WHAT IS ASKED |
a - In the article about augmented reality and AI, how many environmental scans has one major AR company reportedly accumulated?
b - Say whether each statement agrees with the article about augmented reality and AI, and quote the words that decide it: (i) Niantic is the company behind Pokémon GO and Ingress. (ii) The author considers the technology itself to be harmful. (iii) The warning about AR games came from China's Ministry of Public Health.
c - Carry on the article about augmented reality and AI from its final sentence.

SELECTION |
################

By Chuck Gallagher — Business Ethics Keynote Speaker and Trainer
TL;DR: Artificial intelligence is no longer learning solely from books, websites, and photographs. Today, AI is increasingly trained using detailed, three-dimensional scans of the physical world collected by ordinary people through augmented reality (AR) applications. Chuck Gallagher, business ethics keynote speaker and AI speaker, explores the ethical, business, and national security implications of this rapidly emerging reality.
A recent article in the Global Times caught my attention. Not because of who published it. Because of the larger question it raises. China’s Ministry of State Security warned that certain augmented reality games may be collecting far more information than users realize. Players scanning their surroundings as part of a game could actually be helping build extraordinarily detailed three-dimensional maps of the real world. The ministry cited reports claiming that one major AR company has accumulated nearly 30 billion environmental scans. Some of those scans may be used to train artificial intelligence capable of understanding physical spaces. Thirty billion. Let that number sit for a second.
Whether China’s warning is motivated by legitimate security concerns, geopolitical strategy, or some combination of both isn’t really the point. Strip away the politics, and an important question remains. What are we unknowingly teaching artificial intelligence every time we point our phones at the world around us?
Most people think of artificial intelligence as something that reads documents, answers questions, or creates images. That’s true. But the next generation of AI has to do something much harder. It has to understand the physical world the way you and I do. Robots need to recognize stairs before they climb them. Autonomous vehicles have to interpret road conditions in real time. Drones have to navigate buildings, bridges, and terrain. For any of that to happen, AI needs an incredibly detailed understanding of our environment.
And that’s where augmented reality enters the picture.
Unlike a simple photograph, an AR application doesn’t just capture what your camera sees. Every scan may include precise GPS coordinates, altitude, compass direction, device orientation, timestamps, depth measurements, and the spatial relationships between objects. It isn’t a flat image. It’s a rich, three-dimensional representation of the world. Collect enough of these scans from millions of users, and you begin building what many researchers now call a Large Geospatial Model. In plain terms, an AI’s understanding of physical reality.
Companies developing augmented reality have been remarkably open about this objective. Niantic, the company behind Pokémon GO and Ingress, has publicly discussed building what it calls a “Large Geospatial Model,” enabling AI to understand and navigate real-world environments. It’s an extraordinary achievement. And it has tremendous potential for robotics, autonomous systems, navigation, education, manufacturing, and healthcare. The technology itself isn’t good or bad. Like every powerful innovation, its impact depends on how it’s used.
What concerns me isn’t the technology. It’s whether people really understand what they’re contributing.
By now, most of us click “Accept” without reading dozens of pages of terms and conditions. We grant camera access, location services, microphone permissions, and background data collection because we want the app to work. Very few of us stop to think about what’s really happening. We’re not just using the application. We’re helping improve it. In some cases, we’re handing over valuable data that trains future AI systems, or supports products and services that don’t even exist yet.
That raises an ethical question every organization should be asking. Can consent really be called informed if the average person has no practical understanding of how their data will be used?

################

RECORD EXCERPTS |
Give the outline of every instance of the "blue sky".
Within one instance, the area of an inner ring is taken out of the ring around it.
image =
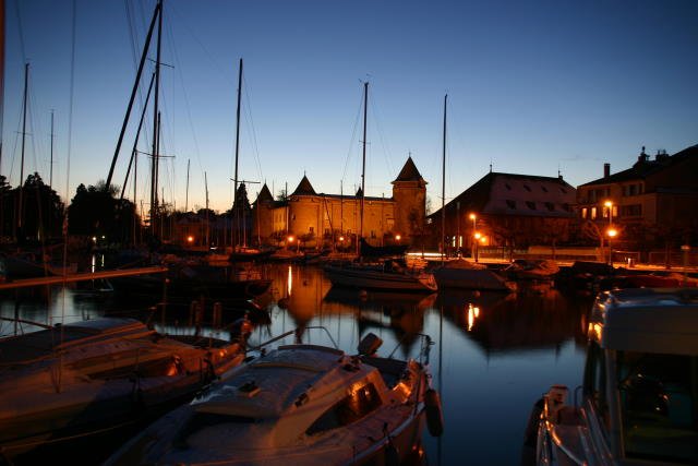
[[[73,2],[5,0],[0,170],[13,186],[25,61],[25,177],[49,180],[52,109],[55,189],[69,200],[79,183],[107,178],[154,5],[76,0],[71,67]],[[491,164],[525,175],[559,170],[576,187],[601,177],[604,163],[612,172],[628,168],[641,146],[671,154],[698,143],[695,1],[166,0],[164,20],[163,61],[173,68],[163,69],[161,153],[173,158],[163,162],[160,192],[178,208],[205,206],[204,174],[210,207],[231,203],[240,58],[240,178],[275,193],[285,183],[292,191],[303,174],[317,192],[360,186],[363,81],[366,194],[389,196],[411,154],[434,208],[446,93],[447,201]],[[139,111],[115,184],[123,184]],[[148,175],[142,156],[137,202],[146,208]],[[258,189],[250,184],[252,199]]]

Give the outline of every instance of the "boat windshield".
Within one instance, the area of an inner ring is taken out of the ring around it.
[[[618,351],[627,457],[698,463],[698,357]]]

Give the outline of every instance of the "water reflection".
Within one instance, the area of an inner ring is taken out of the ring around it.
[[[444,316],[486,354],[556,348],[567,340],[583,346],[580,320],[586,308],[554,288],[541,292],[450,292],[438,295]]]
[[[383,340],[383,351],[416,356],[417,333],[430,335],[433,383],[444,406],[445,430],[440,439],[425,434],[429,464],[518,464],[528,416],[543,391],[554,383],[570,389],[581,381],[583,316],[592,297],[568,296],[550,286],[517,294],[440,291],[405,295],[333,288],[322,268],[267,265],[272,279],[258,299],[267,313],[250,343],[298,327],[325,326],[340,349],[353,353],[368,332]],[[35,300],[0,296],[0,314],[39,322],[70,322],[107,314],[146,316],[146,307],[115,302],[108,296],[86,296],[74,289],[55,290]],[[221,326],[202,324],[202,332],[227,335]],[[189,331],[185,313],[157,314],[158,326]],[[2,330],[8,330],[8,323]],[[11,330],[11,328],[9,328]],[[305,332],[305,343],[332,345],[323,332]]]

################

TASK ANSWERS |
a - Nearly 30 billion.

b -
(i) Yes: "Niantic, the company behind Pokémon GO and Ingress"
(ii) No: "The technology itself isn’t good or bad."
(iii) No: "China’s Ministry of State Security warned that certain augmented reality games may be collecting far more information than users realize."

c -
This isn’t the first time convenience has quietly reshaped our expectations of privacy. Google Street View transformed navigation and, at the same time, created one of the world’s largest visual databases. The fitness app Strava unintentionally revealed the locations of military installations around the globe when aggregated exercise data exposed patrol routes and base activity. Facial recognition systems improved because millions of publicly available images became training data. Smart speakers got more accurate because they kept learning from human conversations. Every one of these innovations delivered real benefits. And every one of them raised new ethical questions almost nobody saw coming.
Now we’re entering the next phase.
Artificial intelligence isn’t just learning language anymore. It’s learning geography. It’s learning architecture. It’s learning how cities are built, how warehouses are organized, how airports run, and how people move through physical space. The data we hand over today may one day power delivery robots, autonomous vehicles, emergency response systems, industrial automation, and technologies nobody has dreamed up yet.
This is why governments around the world—not just China—have grown so interested in geospatial data. High-resolution maps have obvious commercial value. They also have strategic importance. Accurate three-dimensional models can improve disaster response, infrastructure planning, military logistics, autonomous navigation, and countless other things. It’s one reason many countries restrict the mapping of sensitive facilities and military installations. The concern itself isn’t new. Here’s what’s new. Ordinary citizens may now be building these datasets simply by playing a game or using an everyday app.
For business leaders, this story reaches far beyond augmented reality. It points to a broader challenge facing every organization that collects customer data. Technology almost always moves faster than public understanding. And the legal right to collect information doesn’t answer the ethical question. The question is whether customers genuinely understand what they’re providing, or how that information may create value years down the road.
Trust has become one of the most valuable assets any organization can hold. Companies rarely lose trust because they collect data. They lose it when customers later discover their data was being used in ways they never imagined. Transparency isn’t merely a compliance issue. It’s becoming a competitive advantage.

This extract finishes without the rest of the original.